The problem —
Lines from the one with "[indicate] the fork handle" up to and including the one with "[indicate] the sausage" are to be copied exactly from the records below, without their pictures.

Recorded data:

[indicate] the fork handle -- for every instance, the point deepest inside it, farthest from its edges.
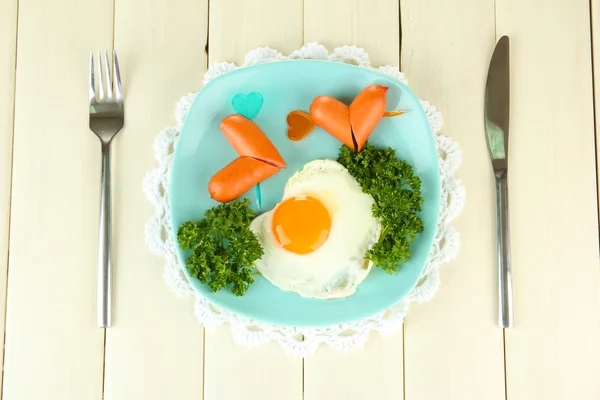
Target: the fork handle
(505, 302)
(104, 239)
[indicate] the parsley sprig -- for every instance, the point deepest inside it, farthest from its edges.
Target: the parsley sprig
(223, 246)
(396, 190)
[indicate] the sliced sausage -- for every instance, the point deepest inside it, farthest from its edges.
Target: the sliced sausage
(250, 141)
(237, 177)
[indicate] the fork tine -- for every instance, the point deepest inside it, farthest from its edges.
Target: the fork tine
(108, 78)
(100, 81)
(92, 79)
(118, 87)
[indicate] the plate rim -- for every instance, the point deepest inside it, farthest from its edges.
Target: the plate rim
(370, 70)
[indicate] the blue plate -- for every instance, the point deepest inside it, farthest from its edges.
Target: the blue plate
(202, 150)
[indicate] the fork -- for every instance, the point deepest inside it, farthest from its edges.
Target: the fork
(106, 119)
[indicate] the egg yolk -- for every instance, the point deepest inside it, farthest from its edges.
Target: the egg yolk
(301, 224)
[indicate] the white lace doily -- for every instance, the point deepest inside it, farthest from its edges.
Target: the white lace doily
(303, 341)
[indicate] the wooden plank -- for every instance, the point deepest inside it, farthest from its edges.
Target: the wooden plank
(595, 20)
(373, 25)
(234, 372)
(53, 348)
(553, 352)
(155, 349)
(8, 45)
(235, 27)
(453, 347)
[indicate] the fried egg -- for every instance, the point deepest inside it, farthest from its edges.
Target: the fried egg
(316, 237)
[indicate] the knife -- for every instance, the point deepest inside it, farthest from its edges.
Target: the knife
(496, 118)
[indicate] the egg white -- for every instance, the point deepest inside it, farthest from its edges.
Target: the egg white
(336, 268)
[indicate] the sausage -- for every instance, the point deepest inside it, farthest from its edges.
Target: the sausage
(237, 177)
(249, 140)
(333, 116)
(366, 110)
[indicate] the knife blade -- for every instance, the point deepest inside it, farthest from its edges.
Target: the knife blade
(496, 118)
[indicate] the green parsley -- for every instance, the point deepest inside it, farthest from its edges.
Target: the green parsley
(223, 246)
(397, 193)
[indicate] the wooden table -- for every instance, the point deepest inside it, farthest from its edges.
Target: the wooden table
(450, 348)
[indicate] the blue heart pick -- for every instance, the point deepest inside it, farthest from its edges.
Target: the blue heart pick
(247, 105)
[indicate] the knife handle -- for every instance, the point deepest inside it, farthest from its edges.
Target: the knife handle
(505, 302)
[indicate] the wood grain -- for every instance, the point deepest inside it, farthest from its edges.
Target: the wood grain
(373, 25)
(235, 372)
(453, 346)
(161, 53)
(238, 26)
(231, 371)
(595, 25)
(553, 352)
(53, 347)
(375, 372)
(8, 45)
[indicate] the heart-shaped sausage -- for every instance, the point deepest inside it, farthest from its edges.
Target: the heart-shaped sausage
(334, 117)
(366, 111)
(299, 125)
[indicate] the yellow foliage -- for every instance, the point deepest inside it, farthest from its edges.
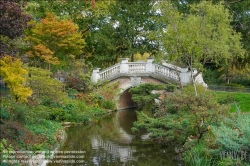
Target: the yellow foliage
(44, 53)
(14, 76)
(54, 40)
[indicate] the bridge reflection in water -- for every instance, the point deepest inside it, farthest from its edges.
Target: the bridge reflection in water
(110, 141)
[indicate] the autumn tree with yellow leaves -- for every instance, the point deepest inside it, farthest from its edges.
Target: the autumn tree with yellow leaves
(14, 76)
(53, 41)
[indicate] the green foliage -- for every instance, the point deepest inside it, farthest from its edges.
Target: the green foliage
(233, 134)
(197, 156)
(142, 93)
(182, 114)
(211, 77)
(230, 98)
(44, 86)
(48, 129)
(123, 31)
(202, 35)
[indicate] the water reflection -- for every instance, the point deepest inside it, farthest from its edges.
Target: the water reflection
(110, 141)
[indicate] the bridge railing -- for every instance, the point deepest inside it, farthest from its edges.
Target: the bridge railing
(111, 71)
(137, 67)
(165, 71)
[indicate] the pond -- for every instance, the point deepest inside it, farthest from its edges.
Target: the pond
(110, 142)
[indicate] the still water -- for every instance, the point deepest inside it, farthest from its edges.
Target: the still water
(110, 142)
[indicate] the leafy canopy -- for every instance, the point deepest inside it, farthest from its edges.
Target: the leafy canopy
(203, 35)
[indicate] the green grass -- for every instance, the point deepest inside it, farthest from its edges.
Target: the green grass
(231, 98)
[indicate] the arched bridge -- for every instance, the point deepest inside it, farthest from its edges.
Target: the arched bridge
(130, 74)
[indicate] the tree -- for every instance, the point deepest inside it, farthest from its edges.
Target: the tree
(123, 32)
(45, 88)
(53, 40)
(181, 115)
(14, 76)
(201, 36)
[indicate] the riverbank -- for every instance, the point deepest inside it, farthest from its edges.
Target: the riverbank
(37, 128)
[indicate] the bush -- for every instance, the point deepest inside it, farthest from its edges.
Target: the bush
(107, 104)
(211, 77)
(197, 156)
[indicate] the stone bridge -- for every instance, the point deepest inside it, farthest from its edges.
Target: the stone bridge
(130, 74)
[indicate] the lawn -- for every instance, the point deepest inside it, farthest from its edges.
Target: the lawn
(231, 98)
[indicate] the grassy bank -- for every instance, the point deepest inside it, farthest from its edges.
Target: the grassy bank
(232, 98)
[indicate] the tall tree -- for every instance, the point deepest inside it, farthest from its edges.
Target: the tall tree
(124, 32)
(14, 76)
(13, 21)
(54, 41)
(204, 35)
* * *
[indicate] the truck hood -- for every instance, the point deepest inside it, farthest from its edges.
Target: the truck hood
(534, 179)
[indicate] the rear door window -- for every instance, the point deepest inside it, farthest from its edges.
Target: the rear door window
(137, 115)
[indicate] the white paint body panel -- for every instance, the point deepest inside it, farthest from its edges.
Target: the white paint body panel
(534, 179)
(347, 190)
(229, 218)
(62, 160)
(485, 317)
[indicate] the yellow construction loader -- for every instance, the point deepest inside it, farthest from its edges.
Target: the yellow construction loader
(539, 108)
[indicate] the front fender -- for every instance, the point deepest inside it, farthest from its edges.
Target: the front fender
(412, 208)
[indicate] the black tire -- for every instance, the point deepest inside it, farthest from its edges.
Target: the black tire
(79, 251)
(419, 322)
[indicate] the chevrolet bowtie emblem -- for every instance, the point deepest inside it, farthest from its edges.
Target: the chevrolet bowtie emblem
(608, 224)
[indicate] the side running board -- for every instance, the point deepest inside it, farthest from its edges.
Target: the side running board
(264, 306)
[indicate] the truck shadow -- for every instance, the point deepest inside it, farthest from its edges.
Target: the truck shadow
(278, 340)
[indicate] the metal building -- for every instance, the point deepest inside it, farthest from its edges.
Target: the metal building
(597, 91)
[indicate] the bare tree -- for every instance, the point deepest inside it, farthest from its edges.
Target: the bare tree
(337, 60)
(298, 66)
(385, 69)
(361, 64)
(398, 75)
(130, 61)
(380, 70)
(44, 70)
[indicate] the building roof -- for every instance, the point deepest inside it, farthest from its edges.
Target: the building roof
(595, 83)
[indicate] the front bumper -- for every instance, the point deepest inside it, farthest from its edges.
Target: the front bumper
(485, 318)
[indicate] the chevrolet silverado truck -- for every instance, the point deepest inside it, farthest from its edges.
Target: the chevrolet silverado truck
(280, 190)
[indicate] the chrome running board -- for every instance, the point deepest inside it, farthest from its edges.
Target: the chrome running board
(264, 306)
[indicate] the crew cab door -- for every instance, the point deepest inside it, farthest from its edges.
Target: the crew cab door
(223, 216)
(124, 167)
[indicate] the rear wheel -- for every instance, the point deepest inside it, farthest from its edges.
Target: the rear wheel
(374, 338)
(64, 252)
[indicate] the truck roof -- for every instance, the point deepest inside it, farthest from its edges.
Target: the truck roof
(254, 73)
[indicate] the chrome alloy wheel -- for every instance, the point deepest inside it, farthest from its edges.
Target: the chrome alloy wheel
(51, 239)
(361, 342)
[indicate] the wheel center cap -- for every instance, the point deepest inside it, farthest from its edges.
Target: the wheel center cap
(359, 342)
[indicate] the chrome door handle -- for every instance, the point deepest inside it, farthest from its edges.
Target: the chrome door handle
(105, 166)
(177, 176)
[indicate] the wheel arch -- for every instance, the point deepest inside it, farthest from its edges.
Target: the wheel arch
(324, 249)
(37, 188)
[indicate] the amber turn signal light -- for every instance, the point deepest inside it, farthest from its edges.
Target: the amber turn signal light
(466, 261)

Reply —
[indicate] the fork handle -- for every instance, the point deepest inside it, farthest from its edges.
Target: the fork handle
(505, 302)
(104, 239)
[indicate] the parsley sprig -- for every instance, the point deepest inside it, farthest from its edges.
Target: the parsley sprig
(223, 246)
(396, 190)
[indicate] the sliced sausage -- for every instance, the point deepest inside it, farthest from its edges.
Target: the sliced sausage
(250, 141)
(237, 177)
[indicate] the fork tine -- for every instance, the point deepest inside it, farthest from its edges.
Target: the fork tine
(108, 78)
(100, 81)
(92, 79)
(118, 87)
[indicate] the plate rim -- for every instance, the point deepest inside it, farthest from its edges.
Target: the plate rim
(370, 70)
[indicate] the blue plate -- for every instance, the point deepest inside it, farthest from its edges.
Target: the blue plate
(202, 150)
[indicate] the fork -- for every instance, the point deepest inside it, farthest from its edges.
Target: the fork
(106, 119)
[indicate] the egg yolk -- for every instance, the point deepest inside it, farthest from its edges.
Target: the egg yolk
(301, 224)
[indicate] the white lace doily -- for every instance, the point deepest inside it, farthest from its edges.
Target: the white lace doily
(303, 341)
[indicate] the wooden plank -- for every instance, the point deepest inside it, farthest from its edges.
Target: the wooden plank
(595, 20)
(373, 25)
(234, 372)
(53, 348)
(553, 352)
(155, 349)
(8, 45)
(235, 27)
(453, 347)
[indicate] the fried egg -- for every instance, the point deepest inside it, farthest from its edges.
Target: the fried egg
(316, 237)
[indicate] the knife -- for every instance, the point deepest inside it, farthest from its edges.
Target: the knife
(496, 118)
[indicate] the egg white -- for every instance, the point deepest inside it, farthest from its edges.
Target: the egg white
(336, 268)
[indicate] the sausage -- for every instance, the point deepest inside it, farthest from its edges.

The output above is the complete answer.